— Start DOCUMENT EXTRACT —

Channel-specific acoustic events include wind buffets, and scratch or contact noises, for example, which events should be distinguished from speaker activity. On the one hand, the system should react quickly when distortions are detected on the currently selected sensor used for further speech signal processing. A setup with a group of microphones for each seat is advantageous because the next best and not distorted microphone in the group can be selected. On the other hand, microphone selection should not be influenced if microphones which are currently inactive get distorted. If not avoided, the system would switch from a microphone with good signal quality to a distorted microphone signal. In other words, speaker activity detection and microphone selection are controlled by robust event detection.

Exemplary embodiments of the invention, by applying appropriate event detectors, reduce speaker activity misdetection rates during interfering acoustic events as compared to known systems. If one microphone is detected to be distorted, the detection of speech activity is avoided and, depending on the further processing, a different microphone can be selected.

Exemplary embodiments of the invention provide robust speaker activity detection by distinguishing between the activity of a desired speaker and local distortion events at the microphones (e.g., caused by wind noise or by touching the microphone). The robust joint speaker activity and event detection is beneficial for the control of further speech signal enhancement and can provide useful information for the speech recognition process. In some embodiments, the performance of further speech enhancement in double-talk situations (where several passengers speak at the same time) is increased as compared with known systems. For systems with multiple distributed microphones for each seat (e.g. on the seat belt), exemplary embodiments of the invention allow for a robust detection of the group of microphones that best captures the active speaker, followed by a selection of the optimal microphone. Thus, only one microphone per speaker has to be further processed for speech enhancement to reduce the amount of required processing.

In one aspect of the invention, a method comprises: receiving signals from speaker-dedicated first and second microphones; computing, using a computer processor, an energy-based characteristic of the signals for the first and second microphones; determining a speaker activity detection measure from the energy-based characteristics of the signals for the first and second microphones; detecting acoustic events using power spectra for the signals from the first and second microphones; and determining a robust speaker activity detection measure from the speaker activity measure and the detected acoustic events.

— End DOCUMENT EXTRACT —

[WORK TO DO]
1: Reproduce the part of the speaker activity detection text from "In one aspect" up to and including "detected acoustic events.".
2: Carry on the speaker activity detection text from the point where it stops.

— Start RECORDS —

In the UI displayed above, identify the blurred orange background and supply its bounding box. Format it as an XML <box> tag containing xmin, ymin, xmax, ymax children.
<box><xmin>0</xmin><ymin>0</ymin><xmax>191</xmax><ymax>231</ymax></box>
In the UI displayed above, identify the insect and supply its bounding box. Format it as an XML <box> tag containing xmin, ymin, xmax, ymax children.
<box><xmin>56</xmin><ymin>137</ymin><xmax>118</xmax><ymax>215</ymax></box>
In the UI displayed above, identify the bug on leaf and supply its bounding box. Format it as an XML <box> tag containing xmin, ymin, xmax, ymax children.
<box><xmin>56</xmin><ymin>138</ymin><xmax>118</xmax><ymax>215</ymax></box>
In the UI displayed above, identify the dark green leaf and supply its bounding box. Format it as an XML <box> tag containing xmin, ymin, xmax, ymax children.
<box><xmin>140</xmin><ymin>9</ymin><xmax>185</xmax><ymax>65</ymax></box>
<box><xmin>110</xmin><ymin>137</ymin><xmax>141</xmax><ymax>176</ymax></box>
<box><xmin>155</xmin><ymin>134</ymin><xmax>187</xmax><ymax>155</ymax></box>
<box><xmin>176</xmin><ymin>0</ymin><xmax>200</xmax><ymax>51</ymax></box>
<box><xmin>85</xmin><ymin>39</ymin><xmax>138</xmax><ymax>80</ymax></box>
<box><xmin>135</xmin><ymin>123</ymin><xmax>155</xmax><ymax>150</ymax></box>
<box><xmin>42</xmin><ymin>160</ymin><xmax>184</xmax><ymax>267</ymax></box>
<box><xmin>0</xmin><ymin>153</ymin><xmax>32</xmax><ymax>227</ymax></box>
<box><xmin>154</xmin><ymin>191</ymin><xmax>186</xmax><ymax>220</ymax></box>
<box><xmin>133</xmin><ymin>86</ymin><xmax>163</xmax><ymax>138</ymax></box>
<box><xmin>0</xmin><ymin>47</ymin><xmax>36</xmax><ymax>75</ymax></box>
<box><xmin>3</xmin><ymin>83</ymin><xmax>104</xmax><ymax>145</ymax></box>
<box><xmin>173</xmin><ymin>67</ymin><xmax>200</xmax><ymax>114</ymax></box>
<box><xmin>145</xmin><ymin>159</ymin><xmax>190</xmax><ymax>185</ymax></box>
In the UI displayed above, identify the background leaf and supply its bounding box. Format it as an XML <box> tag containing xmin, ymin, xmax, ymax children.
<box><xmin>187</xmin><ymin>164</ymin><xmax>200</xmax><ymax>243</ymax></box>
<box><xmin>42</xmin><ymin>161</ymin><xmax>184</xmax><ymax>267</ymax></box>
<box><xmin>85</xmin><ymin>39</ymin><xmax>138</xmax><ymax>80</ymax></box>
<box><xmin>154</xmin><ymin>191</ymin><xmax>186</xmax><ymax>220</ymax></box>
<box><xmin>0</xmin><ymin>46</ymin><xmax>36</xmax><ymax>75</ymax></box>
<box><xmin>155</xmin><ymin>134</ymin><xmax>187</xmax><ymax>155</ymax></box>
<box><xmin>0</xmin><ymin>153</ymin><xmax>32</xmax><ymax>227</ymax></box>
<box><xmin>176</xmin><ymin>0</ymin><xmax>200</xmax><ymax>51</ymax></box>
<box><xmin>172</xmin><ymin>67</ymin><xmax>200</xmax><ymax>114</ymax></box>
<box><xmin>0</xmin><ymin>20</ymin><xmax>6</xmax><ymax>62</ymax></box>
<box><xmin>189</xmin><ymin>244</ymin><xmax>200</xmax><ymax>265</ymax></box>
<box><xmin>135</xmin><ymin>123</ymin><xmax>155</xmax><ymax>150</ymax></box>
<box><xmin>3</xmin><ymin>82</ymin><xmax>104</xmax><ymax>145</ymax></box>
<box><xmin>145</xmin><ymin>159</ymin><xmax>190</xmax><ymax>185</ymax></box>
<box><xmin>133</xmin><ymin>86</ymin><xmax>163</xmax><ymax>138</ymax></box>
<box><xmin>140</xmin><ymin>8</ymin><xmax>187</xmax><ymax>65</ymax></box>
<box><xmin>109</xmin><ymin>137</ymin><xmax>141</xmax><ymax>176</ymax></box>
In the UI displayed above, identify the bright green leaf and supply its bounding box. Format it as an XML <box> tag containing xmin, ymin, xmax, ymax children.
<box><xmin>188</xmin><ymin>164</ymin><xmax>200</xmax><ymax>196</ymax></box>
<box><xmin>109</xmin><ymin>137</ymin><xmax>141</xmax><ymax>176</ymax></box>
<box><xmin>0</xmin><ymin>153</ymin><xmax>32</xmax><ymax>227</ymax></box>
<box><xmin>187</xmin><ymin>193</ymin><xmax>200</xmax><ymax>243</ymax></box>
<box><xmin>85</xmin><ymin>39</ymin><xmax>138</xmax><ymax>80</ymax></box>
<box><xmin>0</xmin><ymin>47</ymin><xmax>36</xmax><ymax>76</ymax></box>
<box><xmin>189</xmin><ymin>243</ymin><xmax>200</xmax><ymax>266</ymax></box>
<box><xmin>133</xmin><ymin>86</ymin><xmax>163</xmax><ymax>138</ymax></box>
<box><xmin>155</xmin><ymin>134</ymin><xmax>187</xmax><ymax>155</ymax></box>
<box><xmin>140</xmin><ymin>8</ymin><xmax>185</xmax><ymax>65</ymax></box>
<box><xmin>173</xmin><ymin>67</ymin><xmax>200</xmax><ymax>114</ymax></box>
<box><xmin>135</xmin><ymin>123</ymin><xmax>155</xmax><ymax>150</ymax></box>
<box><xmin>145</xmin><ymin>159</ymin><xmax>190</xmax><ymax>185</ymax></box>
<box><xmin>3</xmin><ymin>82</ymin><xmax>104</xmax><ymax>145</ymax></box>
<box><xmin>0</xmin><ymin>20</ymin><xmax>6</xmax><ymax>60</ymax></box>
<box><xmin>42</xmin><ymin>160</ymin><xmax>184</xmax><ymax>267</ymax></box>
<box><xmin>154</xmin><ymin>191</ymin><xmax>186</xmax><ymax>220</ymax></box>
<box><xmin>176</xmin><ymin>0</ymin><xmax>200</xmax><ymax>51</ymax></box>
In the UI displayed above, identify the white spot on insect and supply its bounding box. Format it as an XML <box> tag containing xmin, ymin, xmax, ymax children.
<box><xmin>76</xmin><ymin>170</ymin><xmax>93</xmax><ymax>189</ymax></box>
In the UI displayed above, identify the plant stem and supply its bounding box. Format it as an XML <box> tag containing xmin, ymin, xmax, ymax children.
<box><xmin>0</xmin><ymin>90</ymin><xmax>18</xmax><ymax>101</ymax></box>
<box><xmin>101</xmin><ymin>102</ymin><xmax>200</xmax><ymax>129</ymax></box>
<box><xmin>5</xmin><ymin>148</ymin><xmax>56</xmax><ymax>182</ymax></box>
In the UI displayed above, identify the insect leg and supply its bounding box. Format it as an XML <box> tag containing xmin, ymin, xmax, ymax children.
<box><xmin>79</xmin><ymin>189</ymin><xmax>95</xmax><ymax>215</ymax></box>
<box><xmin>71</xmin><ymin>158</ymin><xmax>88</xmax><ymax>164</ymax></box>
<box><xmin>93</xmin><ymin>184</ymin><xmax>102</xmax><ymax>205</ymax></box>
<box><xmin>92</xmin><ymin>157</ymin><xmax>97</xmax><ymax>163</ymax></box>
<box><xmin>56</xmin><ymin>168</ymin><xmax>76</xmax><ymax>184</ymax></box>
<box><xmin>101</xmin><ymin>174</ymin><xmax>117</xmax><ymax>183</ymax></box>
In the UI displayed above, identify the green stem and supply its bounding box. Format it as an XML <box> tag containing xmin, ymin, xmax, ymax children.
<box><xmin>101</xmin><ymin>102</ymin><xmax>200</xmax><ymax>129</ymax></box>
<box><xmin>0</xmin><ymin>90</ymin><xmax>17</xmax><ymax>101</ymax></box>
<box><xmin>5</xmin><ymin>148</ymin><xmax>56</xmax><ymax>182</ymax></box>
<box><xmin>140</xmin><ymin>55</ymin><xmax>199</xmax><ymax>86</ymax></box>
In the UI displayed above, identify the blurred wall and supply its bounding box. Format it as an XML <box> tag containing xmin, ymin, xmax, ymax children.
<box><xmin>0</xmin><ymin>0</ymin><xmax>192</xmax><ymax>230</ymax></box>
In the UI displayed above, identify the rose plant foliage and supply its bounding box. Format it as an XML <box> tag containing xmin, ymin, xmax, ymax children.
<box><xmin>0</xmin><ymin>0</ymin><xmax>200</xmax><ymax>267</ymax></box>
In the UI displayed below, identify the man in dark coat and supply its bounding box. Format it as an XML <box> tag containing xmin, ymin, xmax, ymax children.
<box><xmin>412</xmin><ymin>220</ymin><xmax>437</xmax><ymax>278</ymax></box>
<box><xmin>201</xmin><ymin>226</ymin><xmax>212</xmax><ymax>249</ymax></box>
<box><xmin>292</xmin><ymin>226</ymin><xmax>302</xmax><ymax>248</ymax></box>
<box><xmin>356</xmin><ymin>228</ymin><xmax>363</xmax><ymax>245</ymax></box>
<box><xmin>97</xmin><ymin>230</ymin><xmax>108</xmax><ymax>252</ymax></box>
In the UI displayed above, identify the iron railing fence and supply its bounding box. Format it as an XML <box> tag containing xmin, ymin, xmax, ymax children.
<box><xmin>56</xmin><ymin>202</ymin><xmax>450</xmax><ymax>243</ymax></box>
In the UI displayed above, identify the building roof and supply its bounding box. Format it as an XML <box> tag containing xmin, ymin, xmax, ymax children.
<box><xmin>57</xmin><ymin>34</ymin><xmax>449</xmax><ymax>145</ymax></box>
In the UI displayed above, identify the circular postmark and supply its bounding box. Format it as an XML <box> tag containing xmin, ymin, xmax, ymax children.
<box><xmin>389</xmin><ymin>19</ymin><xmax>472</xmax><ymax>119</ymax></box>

— End RECORDS —

[RESPONSES BY TASK]
1:
In one aspect of the invention, a method comprises: receiving signals from speaker-dedicated first and second microphones; computing, using a computer processor, an energy-based characteristic of the signals for the first and second microphones; determining a speaker activity detection measure from the energy-based characteristics of the signals for the first and second microphones; detecting acoustic events using power spectra for the signals from the first and second microphones; and determining a robust speaker activity detection measure from the speaker activity measure and the detected acoustic events.

2:
The method can further include one or more of the following features: the signals from the speaker-dedicated first microphone include signals from a plurality of microphones for a first speaker, the energy-based characteristics include one or more of power ratio, log power ratio, comparison of powers, and adjusting powers with coupling factors prior to comparison, providing the robust speaker activity detection measure to a speech enhancement module, using the robust speaker activity measure to control microphone selection, using only the selected microphone in signal speech enhancement, using SNR of the signals for the microphone selection, using the robust speaker activity detection measure to control a signal mixer, the acoustic events include one or more of local noise, wind noise, diffuse sound, double-talk, the acoustic events include double talk determined using a smoothed measure of speaker activity that is thresholded, excluding use of a signal from a first microphone based on detection of an event local to the first microphone, selecting a first signal of the signals from the first and second microphones based on SNR, receiving the signal from at least one microphone on a seat belt of a vehicle, performing a microphone signal pair-wise comparison of power or spectra, and/or computing the energy-based characteristic of the signals for the first and second microphones by: determining a speech signal power spectral density (PSD) for a plurality of microphone channels; determining a logarithmic signal to power ratio (SPR) from the determined PSD for the plurality of microphones; adjusting the logarithmic SPR for the plurality of microphones by using a first threshold; determining a signal to noise ratio (SNR) for the plurality of microphone channels; counting a number of times per sample quantity the adjusted logarithmic SPR is above and below a second threshold; determining speaker activity detection (SAD) values for the plurality of microphone channels weighted by the SNR; and comparing the SAD values against a third threshold to select a first one of the plurality of microphone channels for the speaker.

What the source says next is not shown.